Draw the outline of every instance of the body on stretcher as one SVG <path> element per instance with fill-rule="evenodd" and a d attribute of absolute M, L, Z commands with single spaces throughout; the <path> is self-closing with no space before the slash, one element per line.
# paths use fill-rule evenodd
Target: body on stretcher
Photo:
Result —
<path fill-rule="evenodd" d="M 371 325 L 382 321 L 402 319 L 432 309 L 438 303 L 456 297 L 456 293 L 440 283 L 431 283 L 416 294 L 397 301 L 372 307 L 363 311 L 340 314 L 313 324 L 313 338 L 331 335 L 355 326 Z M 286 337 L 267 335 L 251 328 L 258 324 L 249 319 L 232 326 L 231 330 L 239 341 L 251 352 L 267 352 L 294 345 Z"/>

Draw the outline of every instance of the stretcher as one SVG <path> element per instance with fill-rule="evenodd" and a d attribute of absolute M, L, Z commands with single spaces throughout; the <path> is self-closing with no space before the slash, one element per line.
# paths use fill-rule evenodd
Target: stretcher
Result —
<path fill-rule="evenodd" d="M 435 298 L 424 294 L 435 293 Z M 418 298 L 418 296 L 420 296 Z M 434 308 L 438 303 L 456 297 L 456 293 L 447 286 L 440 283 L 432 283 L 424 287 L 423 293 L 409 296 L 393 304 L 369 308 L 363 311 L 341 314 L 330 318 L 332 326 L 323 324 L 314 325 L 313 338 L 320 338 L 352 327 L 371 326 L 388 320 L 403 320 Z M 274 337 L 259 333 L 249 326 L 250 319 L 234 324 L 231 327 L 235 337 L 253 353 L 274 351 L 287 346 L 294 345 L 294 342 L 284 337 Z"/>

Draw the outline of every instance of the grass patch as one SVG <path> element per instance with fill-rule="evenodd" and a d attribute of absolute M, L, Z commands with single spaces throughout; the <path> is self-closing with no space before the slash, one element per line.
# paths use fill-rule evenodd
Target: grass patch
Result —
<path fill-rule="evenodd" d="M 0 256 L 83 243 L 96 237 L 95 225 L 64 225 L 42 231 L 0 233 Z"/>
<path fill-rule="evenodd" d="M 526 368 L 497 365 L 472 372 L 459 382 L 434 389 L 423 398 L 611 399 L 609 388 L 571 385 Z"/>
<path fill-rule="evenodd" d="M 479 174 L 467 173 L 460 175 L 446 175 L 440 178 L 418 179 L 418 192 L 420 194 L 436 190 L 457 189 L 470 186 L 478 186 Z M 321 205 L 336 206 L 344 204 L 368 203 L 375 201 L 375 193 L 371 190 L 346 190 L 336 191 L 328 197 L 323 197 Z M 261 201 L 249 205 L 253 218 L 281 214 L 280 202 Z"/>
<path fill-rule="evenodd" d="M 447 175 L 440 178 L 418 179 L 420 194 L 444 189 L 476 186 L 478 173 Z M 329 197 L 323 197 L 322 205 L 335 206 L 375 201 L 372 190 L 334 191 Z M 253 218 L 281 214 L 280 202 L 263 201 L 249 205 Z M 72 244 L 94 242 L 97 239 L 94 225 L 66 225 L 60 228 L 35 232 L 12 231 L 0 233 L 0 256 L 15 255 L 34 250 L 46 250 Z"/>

------------------------------------

* _Task to carry out_
Print only the lines that run from the start of the listing to the line bearing "Target: grass patch"; please keep the first line and that last one, exactly as they appear.

* _Exercise output_
Draw the outline of every instance of the body on stretcher as one SVG <path> element per instance with fill-rule="evenodd" and a d attribute of absolute M, L, Z commands with single spaces throughout; the <path> is self-closing with no space before the slash, one element per line.
# paths use fill-rule evenodd
Target: body on stretcher
Photo:
Result —
<path fill-rule="evenodd" d="M 371 325 L 382 321 L 402 319 L 432 309 L 438 303 L 456 297 L 456 293 L 440 283 L 431 283 L 416 294 L 397 301 L 372 307 L 363 311 L 340 314 L 313 324 L 313 338 L 331 335 L 355 326 Z M 286 337 L 267 335 L 251 328 L 258 324 L 249 319 L 232 326 L 231 330 L 239 341 L 251 352 L 267 352 L 294 345 Z"/>

Draw the outline of every instance of the stretcher as one SVG <path> element per instance with fill-rule="evenodd" and a d attribute of absolute M, L, Z commands with single spaces throughout; the <path> is self-closing with no space before the slash, one element per line.
# paths use fill-rule evenodd
Target: stretcher
Result —
<path fill-rule="evenodd" d="M 435 298 L 424 294 L 435 293 Z M 418 298 L 418 296 L 420 296 Z M 434 308 L 438 303 L 456 297 L 456 293 L 447 286 L 440 283 L 432 283 L 424 287 L 423 293 L 409 296 L 393 304 L 369 308 L 363 311 L 341 314 L 330 318 L 332 326 L 323 324 L 314 325 L 313 338 L 320 338 L 352 327 L 371 326 L 388 320 L 403 320 Z M 274 337 L 259 333 L 249 326 L 250 319 L 234 324 L 231 327 L 235 337 L 253 353 L 274 351 L 287 346 L 294 345 L 294 342 L 284 337 Z"/>

Draw the outline of every instance of the grass patch as one SVG <path> element per instance with fill-rule="evenodd" and a d attribute of absolute M, L, Z commands with single spaces throughout; the <path> is self-closing with no space before the slash, one element per line.
# paths use fill-rule evenodd
Target: grass patch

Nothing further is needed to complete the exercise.